▶ Exercise requirements: The answer must be one number: how many lines in the data below include the string "jacket".

▶ Recorded data:
***

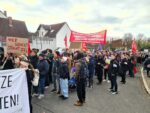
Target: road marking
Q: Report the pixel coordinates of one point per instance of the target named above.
(145, 83)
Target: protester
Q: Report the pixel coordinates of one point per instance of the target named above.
(50, 57)
(23, 62)
(99, 68)
(55, 72)
(43, 68)
(81, 79)
(106, 69)
(124, 68)
(114, 69)
(91, 67)
(64, 75)
(147, 66)
(8, 62)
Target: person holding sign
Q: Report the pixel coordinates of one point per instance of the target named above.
(23, 62)
(43, 68)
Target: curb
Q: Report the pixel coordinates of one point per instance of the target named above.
(144, 82)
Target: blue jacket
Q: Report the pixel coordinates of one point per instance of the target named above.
(64, 70)
(91, 65)
(43, 68)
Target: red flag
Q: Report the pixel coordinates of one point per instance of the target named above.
(65, 40)
(84, 47)
(29, 50)
(133, 46)
(99, 37)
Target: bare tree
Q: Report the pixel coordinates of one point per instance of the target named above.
(127, 39)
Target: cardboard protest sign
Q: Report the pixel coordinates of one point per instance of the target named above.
(13, 91)
(17, 45)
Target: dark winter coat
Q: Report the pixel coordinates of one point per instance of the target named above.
(43, 68)
(99, 64)
(34, 61)
(124, 65)
(9, 64)
(91, 65)
(114, 67)
(56, 66)
(64, 71)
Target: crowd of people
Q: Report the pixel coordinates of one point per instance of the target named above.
(69, 70)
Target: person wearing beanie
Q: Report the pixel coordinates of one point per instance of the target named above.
(55, 72)
(81, 79)
(43, 68)
(22, 62)
(64, 75)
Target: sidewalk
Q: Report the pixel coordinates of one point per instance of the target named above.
(146, 81)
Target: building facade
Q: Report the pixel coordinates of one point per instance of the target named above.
(51, 36)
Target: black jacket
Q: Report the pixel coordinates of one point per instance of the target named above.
(9, 64)
(114, 67)
(34, 61)
(64, 71)
(99, 64)
(124, 65)
(43, 68)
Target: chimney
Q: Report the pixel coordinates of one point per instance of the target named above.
(10, 21)
(5, 13)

***

▶ Answer to the problem: 2